*Explore the material:*
- A) In the bee facts below, quote the passage starting at "Male bees are" and ending at "for the drone!".
- B) According to the bee facts below, how fast does a worker bee fly when traveling to a food source?
- C) For each statement, say whether the bee facts below agree with it, and quote the words that decide it.
(i) Male bees have a sting.
(ii) A colony has only one queen.
(iii) Bees hibernate in winter.

*Text passage:*

━━━━━━━━

To produce one of our half pound (227g) jars of honey, the bees will have visited around one million flowers and flown 25,000 miles. That’s equivalent to flying the circumference of our planet!
A hive of bees is called a colony.
There is only one queen in a colony and she can lay up to 2,000 eggs a day.
Worker bees and the queen are females. The colony determines when a new queen should be created by feeding selected female larvae with royal jelly.
Male bees are called drones. They don’t have a sting and don’t forage, clean or defend the hive. Their primary purpose is to mate with a virgin queen from another colony, an activity which, if accomplished, is fatal for the drone!
It takes 12 bees their collective lifetimes to make one spoonful of honey.
A worker bee may visit 2,000 flowers a day to collect nectar and pollen.
A worker bee flies at 15-20 mph when travelling to a food source and about 12 mph when returning laden with nectar, pollen, propolis (resin from tree buds) or water.
Research from Sussex University (The Laboratory of Apiculture and Social Insects – LASI) has shown that honey bees can fly up to 14km to highly rewarding patches of heather. However, an average distance would be less than a mile from the hive.
A bee colony can have up 60,000 bees in summer when there is plenty of nectar available, although this drops in winter to around 10,000, so there are fewer mouths to feed.
A queen will typically live for three to four years before being replaced by the bees, a process known as ‘supercedure’. An ageing queen will become less productive and may be replaced sooner by the beekeeper.
A worker bee will live for about six weeks in summer, when they are active and around six months in winter when they’re more likely to be confined to the hive.
Summer bees lifespan is shorter because their bodies wear out after approximately 800 km of flying, when they run out of glycogen used to power flight muscles.
Bees don’t hibernate but snuggle up (or ‘cluster’) when the temperature drops in winter, in order to preserve warmth. The reason bees produce and store honey is to provide a source of food when there are fewer flowers or they’re unable to leave the hive.
Bees communicate the location of a rich food source with each other using a special ‘waggle’ dance which indicates the direction of travel relative to the sun and approximate distance.
‘Swarming’ is the process by which a new honey bee colony is formed when the queen leaves with around 60% of the worker bees to find a new home, which could be in a hollow tree, a cave or building cavity. The remaining bees are left behind with a number of ‘queen cells’, containing developing virgin queens. Only one of these virgin queens will go on to hatch, mate and lead the original colony.
Beekeepers often mark queens with a small dot of paint to make them easier to spot. There are five colours used to indicate the year the queen was born. The age of the queen can then be easily assessed. For 2021, the colour is white!
There are believed to be more than 260,000 managed bee hives in the UK (National Bee Unit, 2020). This is a decline from the post WW2 peak of about 450,000 colonies.
The largest beekeeping operation in the world is based in the United States with around 80,000 colonies.

━━━━━━━━

*Listed records:*
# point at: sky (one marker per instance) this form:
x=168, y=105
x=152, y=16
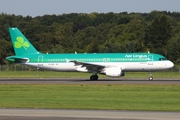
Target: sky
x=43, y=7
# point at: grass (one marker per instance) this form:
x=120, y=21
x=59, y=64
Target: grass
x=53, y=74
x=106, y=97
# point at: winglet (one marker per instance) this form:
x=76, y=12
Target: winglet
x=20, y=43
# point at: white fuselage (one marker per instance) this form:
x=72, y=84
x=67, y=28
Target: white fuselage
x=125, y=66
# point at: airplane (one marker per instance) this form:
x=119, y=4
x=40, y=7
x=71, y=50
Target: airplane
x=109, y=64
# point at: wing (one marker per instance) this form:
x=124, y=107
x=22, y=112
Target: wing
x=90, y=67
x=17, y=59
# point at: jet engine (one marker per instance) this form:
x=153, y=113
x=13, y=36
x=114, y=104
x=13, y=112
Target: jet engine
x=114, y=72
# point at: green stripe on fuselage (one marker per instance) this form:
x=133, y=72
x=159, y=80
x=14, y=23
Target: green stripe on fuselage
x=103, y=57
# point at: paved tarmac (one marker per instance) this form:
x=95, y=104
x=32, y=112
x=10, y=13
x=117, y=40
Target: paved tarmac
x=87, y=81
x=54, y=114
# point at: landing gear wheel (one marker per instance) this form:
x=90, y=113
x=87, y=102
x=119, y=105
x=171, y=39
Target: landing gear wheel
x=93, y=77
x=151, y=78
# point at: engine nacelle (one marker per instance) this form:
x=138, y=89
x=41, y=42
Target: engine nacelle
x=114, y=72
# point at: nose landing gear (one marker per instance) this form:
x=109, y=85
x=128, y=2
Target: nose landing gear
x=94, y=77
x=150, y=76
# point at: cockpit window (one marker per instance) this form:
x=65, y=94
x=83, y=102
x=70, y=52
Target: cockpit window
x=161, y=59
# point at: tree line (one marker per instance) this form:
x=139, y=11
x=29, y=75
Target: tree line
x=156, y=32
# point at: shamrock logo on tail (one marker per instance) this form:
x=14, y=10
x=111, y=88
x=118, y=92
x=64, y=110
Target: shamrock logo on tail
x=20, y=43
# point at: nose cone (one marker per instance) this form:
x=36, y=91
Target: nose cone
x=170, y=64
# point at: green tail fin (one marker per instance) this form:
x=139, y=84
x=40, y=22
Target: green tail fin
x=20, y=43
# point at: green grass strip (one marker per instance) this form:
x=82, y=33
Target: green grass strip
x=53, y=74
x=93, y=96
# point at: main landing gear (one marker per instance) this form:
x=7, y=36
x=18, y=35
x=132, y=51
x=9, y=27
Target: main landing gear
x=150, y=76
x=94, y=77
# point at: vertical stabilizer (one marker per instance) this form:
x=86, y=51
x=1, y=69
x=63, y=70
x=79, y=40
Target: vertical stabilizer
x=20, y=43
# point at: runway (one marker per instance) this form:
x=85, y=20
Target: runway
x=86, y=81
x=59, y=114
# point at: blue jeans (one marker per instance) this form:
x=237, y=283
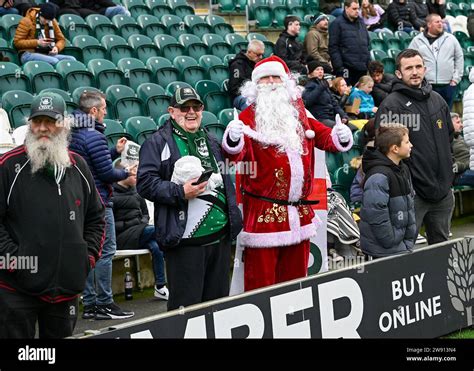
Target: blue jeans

━━━━━━━━

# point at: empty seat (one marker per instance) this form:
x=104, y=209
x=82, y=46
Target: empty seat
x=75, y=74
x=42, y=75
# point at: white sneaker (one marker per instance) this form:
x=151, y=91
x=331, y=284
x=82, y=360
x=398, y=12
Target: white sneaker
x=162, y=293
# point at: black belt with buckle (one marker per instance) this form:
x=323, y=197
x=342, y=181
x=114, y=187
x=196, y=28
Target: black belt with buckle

━━━━━━━━

*Solutions in order:*
- A)
Male bees are called drones. They don’t have a sting and don’t forage, clean or defend the hive. Their primary purpose is to mate with a virgin queen from another colony, an activity which, if accomplished, is fatal for the drone!

- B) 15-20 mph

- C)
(i) No: "They don’t have a sting"
(ii) Yes: "There is only one queen in a colony"
(iii) No: "Bees don’t hibernate"